=== Entries provided ===
◆ ◆ ◆

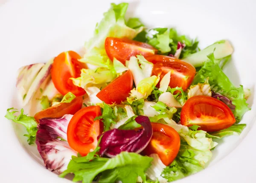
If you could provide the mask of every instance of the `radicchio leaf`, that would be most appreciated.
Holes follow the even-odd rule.
[[[135,120],[143,129],[137,131],[115,129],[102,135],[99,144],[101,156],[105,154],[113,158],[123,151],[139,153],[145,148],[153,135],[151,123],[147,116],[139,115]]]
[[[221,95],[220,93],[215,93],[212,91],[212,97],[219,99],[221,101],[224,102],[231,110],[235,110],[236,106],[232,104],[232,101],[225,96]]]
[[[67,141],[62,141],[67,139],[67,126],[73,116],[66,114],[61,118],[39,120],[35,142],[38,150],[46,168],[59,174],[67,169],[72,156],[77,155]]]

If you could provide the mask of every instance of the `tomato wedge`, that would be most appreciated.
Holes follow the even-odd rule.
[[[86,68],[78,61],[81,56],[73,51],[62,52],[54,59],[51,69],[52,79],[56,89],[63,95],[72,92],[76,96],[84,95],[83,89],[75,86],[70,78],[80,77],[81,69]]]
[[[114,79],[96,96],[107,104],[120,104],[129,96],[133,84],[131,72],[128,70]]]
[[[148,56],[156,54],[157,50],[148,44],[128,38],[108,37],[105,40],[105,49],[112,61],[114,58],[125,64],[132,56],[141,54]]]
[[[61,103],[41,111],[39,112],[34,117],[38,123],[39,119],[44,118],[59,118],[67,114],[75,114],[82,108],[83,97],[76,97],[70,103]]]
[[[149,155],[157,154],[163,164],[169,165],[177,156],[180,146],[180,135],[173,128],[166,124],[151,123],[153,136],[143,150],[143,154]]]
[[[181,110],[180,122],[189,127],[196,125],[199,130],[215,132],[231,127],[236,122],[231,110],[221,101],[212,97],[192,97]]]
[[[160,79],[167,73],[171,71],[169,84],[171,88],[182,87],[185,90],[189,86],[195,77],[195,67],[179,59],[160,55],[147,56],[145,58],[154,64],[152,74],[159,76]]]
[[[83,108],[73,116],[67,127],[67,142],[70,146],[86,155],[97,146],[97,137],[103,132],[103,124],[94,118],[101,115],[100,107]]]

◆ ◆ ◆

=== Exercise requirements ===
Pick out each line above that contains the word "appreciated". Case counts.

=== Solution to this exercise ===
If you could provide the mask of every instance of the `radicchio leaf`, that would be most appreciated.
If you could provide the mask of every instance of the `tomato wedge`, that would be most appreciated.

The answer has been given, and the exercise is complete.